Problem requirements:
Repeat, word for word, all the data that follows, and exclude the pictures.

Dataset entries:
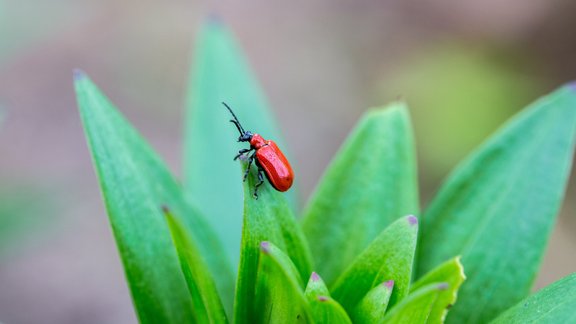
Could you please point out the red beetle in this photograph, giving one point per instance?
(269, 159)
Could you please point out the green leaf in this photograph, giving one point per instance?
(279, 296)
(389, 257)
(221, 74)
(553, 304)
(316, 287)
(498, 207)
(135, 182)
(324, 309)
(370, 183)
(450, 272)
(417, 307)
(268, 218)
(205, 300)
(372, 308)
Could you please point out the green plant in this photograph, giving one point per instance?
(496, 211)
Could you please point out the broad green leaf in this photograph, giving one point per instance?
(389, 257)
(268, 218)
(221, 74)
(450, 272)
(207, 307)
(498, 207)
(370, 183)
(279, 295)
(553, 304)
(324, 309)
(417, 307)
(372, 307)
(135, 182)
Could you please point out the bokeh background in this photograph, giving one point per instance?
(463, 66)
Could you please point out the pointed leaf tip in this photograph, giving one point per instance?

Output for this exercise:
Could you please point out the red beetle in this photograph, giving one point per instance?
(269, 159)
Could you please point out the green leaf in this photograph, giving one point per instance?
(279, 296)
(389, 257)
(221, 74)
(553, 304)
(316, 287)
(498, 207)
(135, 182)
(324, 309)
(370, 183)
(450, 272)
(417, 307)
(268, 218)
(205, 300)
(372, 308)
Could you please point out the green plant in this photograph, giving one point per instance?
(496, 211)
Could you please point out the broad green leaf in this photograph, giving one point per instance?
(389, 257)
(268, 218)
(221, 74)
(450, 272)
(207, 307)
(498, 207)
(370, 183)
(279, 295)
(553, 304)
(324, 309)
(417, 307)
(372, 307)
(135, 182)
Could you please point out the bokeh background in this photograph, giving one point per instance?
(463, 66)
Could you please point out the pointed leaf tip in this photograph, giving one point per instance?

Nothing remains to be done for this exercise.